Dataset records:
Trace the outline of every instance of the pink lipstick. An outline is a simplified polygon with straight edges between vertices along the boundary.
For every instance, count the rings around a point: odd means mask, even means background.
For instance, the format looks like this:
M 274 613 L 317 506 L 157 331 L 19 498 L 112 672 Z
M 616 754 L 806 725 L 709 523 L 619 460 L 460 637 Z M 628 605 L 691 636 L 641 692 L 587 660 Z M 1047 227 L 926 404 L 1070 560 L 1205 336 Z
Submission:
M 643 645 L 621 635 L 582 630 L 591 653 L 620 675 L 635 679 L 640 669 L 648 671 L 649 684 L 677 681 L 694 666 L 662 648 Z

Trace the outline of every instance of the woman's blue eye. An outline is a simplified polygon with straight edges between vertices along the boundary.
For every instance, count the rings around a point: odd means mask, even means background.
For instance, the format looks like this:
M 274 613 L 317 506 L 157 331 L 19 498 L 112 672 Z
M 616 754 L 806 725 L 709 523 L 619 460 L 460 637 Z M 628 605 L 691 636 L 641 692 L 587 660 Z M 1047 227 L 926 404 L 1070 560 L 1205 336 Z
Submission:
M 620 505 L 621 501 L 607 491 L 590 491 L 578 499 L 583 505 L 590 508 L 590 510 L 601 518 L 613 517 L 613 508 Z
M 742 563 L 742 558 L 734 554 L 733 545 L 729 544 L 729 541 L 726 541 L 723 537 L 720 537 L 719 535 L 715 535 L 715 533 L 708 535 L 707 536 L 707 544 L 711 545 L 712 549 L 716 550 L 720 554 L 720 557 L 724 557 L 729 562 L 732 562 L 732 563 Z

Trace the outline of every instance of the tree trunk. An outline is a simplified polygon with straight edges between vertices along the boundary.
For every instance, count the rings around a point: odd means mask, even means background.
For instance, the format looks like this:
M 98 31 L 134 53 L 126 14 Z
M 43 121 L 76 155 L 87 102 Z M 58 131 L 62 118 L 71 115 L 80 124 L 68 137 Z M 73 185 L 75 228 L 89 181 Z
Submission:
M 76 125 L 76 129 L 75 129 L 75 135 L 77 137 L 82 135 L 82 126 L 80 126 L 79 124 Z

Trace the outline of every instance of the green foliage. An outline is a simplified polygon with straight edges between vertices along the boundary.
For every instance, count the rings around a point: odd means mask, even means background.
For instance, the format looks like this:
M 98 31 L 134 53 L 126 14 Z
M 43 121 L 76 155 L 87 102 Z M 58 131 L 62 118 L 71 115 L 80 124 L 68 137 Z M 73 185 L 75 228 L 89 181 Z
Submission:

■ **Written problem**
Output the lines above without any changes, from the first to the last.

■ **Task answer**
Trace the outline of every instance of the pink lipstick. An outline is a simplified polygon with straight edges between vertices along the boundary.
For every instance, count the rings around a point: odd means mask, even means background.
For instance, the format looks like this:
M 274 613 L 317 506 L 157 331 L 19 498 L 112 672 Z
M 616 754 L 806 725 L 709 523 L 619 460 L 460 637 Z M 628 605 L 691 636 L 641 692 L 587 660 Z M 1047 227 L 926 404 L 1070 560 L 1205 336 Z
Submission:
M 643 645 L 621 635 L 582 630 L 591 653 L 620 675 L 635 679 L 640 669 L 648 671 L 649 684 L 677 681 L 694 666 L 662 648 Z

Trace the outline of every instance of the woman's blue eye. An outline is a simplified polygon with straight edges between vertices along the boundary.
For every instance, count the rings around a point: odd means mask, even means background.
For instance, the format looks like this:
M 274 613 L 317 506 L 157 331 L 19 498 L 112 672 Z
M 616 754 L 806 725 L 709 523 L 619 460 L 460 637 Z M 628 605 L 691 636 L 641 692 L 587 660 Z M 1047 227 L 926 404 L 1070 560 L 1205 336 Z
Submission:
M 620 505 L 621 501 L 607 491 L 590 491 L 578 499 L 583 505 L 590 508 L 590 510 L 601 518 L 613 517 L 613 508 Z
M 742 563 L 742 558 L 734 554 L 733 545 L 729 544 L 729 541 L 726 541 L 723 537 L 720 537 L 719 535 L 715 535 L 715 533 L 708 535 L 707 536 L 707 544 L 711 545 L 712 549 L 716 550 L 720 554 L 720 557 L 724 557 L 729 562 L 732 562 L 732 563 Z

Trace the outline of every instance of the tree trunk. An outline is a simplified polygon with straight edges between vertices along the boundary.
For every instance, count the rings around a point: odd means mask, even means background.
For instance, the format looks like this:
M 98 31 L 134 53 L 126 14 Z
M 43 121 L 76 155 L 87 102 Z M 58 131 L 62 118 L 71 115 L 80 124 L 68 137 Z M 73 185 L 75 228 L 89 181 Z
Submission:
M 76 125 L 76 129 L 75 129 L 75 135 L 77 137 L 82 135 L 82 126 L 80 126 L 79 124 Z

Trace the outline of every instance of the green foliage. An outline is a simplified polygon with straight edges between vertices along the boundary.
For every instance, count the rings around a point: odd means mask, even means background.
For instance, the format looks like this:
M 98 31 L 134 53 L 126 14 Z
M 43 121 L 76 155 L 87 102 Z M 58 131 L 62 118 L 71 115 L 80 124 L 68 137 Z M 73 185 L 75 228 L 89 181 Z
Submission:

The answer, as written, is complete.